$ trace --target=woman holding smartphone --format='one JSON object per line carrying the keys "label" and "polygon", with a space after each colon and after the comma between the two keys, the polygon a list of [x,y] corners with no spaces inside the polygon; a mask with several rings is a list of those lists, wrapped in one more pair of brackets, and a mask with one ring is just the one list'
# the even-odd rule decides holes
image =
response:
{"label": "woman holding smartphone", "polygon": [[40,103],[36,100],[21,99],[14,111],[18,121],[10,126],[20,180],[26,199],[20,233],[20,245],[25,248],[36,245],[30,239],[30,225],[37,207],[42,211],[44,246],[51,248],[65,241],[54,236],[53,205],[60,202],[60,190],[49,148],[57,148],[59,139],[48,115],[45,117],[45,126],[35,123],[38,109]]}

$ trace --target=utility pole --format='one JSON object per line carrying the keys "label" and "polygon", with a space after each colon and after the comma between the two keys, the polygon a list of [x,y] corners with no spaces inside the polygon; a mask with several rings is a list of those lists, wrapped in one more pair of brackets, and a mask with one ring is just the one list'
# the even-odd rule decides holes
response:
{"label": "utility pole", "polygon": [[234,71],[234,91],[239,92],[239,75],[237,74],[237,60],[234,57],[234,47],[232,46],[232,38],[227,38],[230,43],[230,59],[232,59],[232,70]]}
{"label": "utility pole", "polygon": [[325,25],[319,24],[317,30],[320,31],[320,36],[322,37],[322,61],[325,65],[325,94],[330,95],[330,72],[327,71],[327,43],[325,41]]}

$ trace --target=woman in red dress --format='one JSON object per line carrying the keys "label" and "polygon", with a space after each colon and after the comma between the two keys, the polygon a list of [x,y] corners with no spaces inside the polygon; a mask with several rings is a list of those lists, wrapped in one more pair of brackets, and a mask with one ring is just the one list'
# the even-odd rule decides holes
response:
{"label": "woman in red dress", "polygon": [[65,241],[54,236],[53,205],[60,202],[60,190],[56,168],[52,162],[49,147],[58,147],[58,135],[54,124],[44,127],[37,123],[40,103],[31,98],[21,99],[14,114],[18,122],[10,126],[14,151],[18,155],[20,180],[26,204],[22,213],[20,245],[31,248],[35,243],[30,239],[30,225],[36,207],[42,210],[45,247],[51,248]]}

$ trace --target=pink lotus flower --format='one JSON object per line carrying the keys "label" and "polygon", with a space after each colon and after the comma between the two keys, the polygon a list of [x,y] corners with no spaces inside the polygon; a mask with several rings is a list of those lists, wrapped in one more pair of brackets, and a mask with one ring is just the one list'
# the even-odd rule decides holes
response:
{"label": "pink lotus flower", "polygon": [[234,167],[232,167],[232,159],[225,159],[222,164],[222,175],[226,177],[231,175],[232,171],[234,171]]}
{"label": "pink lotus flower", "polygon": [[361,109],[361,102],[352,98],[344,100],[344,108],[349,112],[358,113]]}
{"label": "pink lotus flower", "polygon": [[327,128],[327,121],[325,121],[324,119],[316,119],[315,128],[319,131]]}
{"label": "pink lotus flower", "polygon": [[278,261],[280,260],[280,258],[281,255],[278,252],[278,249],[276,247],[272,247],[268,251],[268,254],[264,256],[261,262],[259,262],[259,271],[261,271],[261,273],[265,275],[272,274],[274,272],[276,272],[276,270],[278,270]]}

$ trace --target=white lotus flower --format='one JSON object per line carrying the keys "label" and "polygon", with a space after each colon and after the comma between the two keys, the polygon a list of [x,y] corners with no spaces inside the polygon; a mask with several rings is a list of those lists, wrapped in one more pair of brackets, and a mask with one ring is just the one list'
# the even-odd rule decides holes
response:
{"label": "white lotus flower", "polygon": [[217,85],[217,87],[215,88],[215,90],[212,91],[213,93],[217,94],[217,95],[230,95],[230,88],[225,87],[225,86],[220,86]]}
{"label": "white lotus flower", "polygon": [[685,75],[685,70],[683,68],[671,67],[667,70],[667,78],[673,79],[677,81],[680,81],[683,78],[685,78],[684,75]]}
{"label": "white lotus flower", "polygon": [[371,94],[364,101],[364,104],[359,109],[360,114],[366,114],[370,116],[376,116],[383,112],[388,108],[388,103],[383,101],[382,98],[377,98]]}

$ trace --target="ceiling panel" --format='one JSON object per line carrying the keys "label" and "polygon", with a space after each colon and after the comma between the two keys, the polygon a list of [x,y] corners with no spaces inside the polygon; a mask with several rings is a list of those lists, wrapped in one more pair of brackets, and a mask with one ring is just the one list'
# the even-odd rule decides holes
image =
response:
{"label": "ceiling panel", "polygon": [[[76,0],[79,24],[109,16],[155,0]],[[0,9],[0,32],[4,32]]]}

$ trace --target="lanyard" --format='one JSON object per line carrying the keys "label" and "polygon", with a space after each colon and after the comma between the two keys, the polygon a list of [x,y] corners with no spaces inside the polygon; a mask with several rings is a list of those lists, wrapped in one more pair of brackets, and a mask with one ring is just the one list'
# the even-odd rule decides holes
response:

* [Given problem]:
Pick out every line in the items above that contains the string "ceiling" and copy each of those lines in full. Uppercase and lowercase letters count as different.

* [Answer]:
$ trace --target="ceiling panel" --format='one JSON object per line carrying the keys "label" and "polygon", with a space after each colon and after the comma between the two keys, the polygon a list of [x,y] corners with no spaces inside the polygon; a mask with several rings is a list of those lists, wrapped in one more pair of brackets, and a mask with one ring is just the one list'
{"label": "ceiling panel", "polygon": [[[76,0],[79,24],[109,16],[155,0]],[[0,9],[0,32],[4,32]]]}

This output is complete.